- Position identification records -

╔══

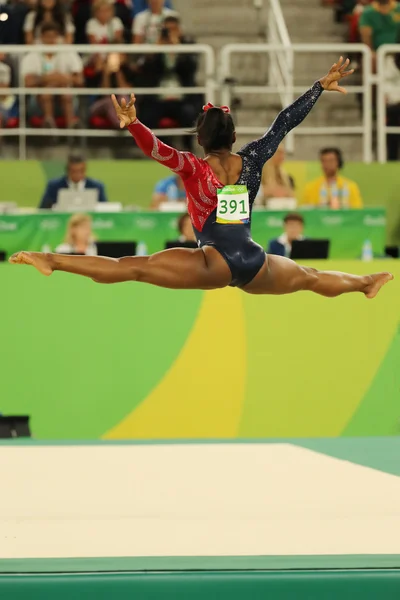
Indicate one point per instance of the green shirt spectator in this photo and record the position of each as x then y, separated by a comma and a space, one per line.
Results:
379, 23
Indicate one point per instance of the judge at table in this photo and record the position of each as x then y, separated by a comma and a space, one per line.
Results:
74, 179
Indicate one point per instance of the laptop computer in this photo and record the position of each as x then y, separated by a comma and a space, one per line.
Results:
116, 249
76, 200
310, 249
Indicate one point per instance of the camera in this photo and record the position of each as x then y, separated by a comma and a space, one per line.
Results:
165, 34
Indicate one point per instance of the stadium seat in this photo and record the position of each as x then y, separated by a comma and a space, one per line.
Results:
168, 123
12, 123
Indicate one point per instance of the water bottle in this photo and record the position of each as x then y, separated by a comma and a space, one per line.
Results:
141, 249
367, 253
323, 196
173, 193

╚══

- Required work -
Rewrite every line of the data above, swapping each "Results" for "Points" and leaving everything else unchanged. Omit the pictures from your answer.

- Task solution -
Indicate one point per instance of the green shirt spectator in this photo and record the position of each as x then y, separated by a comma and a space, one per line.
Points:
379, 23
Indicate one point per instance of the judge at table in this photo and record the position of each as x then y, separated by a comma and a space, one per line.
Points:
74, 179
Indicate one point per instance of the laptop computer in this photo and record the position of each as x then y, separated by a comma and a space, one per line.
Points:
116, 249
76, 200
310, 249
Indicate one point per instance of the camera in this photo and record the position of each as x then y, separated by a comma and a space, one per line.
Points:
165, 34
Indicate one point per instance of the stadium seat in this photo and record the position of each as x then y, separated by a comma and a space, one per line.
Points:
168, 123
12, 123
Indicate one point per instance of the water bottle in this photo and record the position of each as x then y, separated by a comma and a space, one per line.
Points:
141, 249
367, 253
323, 196
173, 193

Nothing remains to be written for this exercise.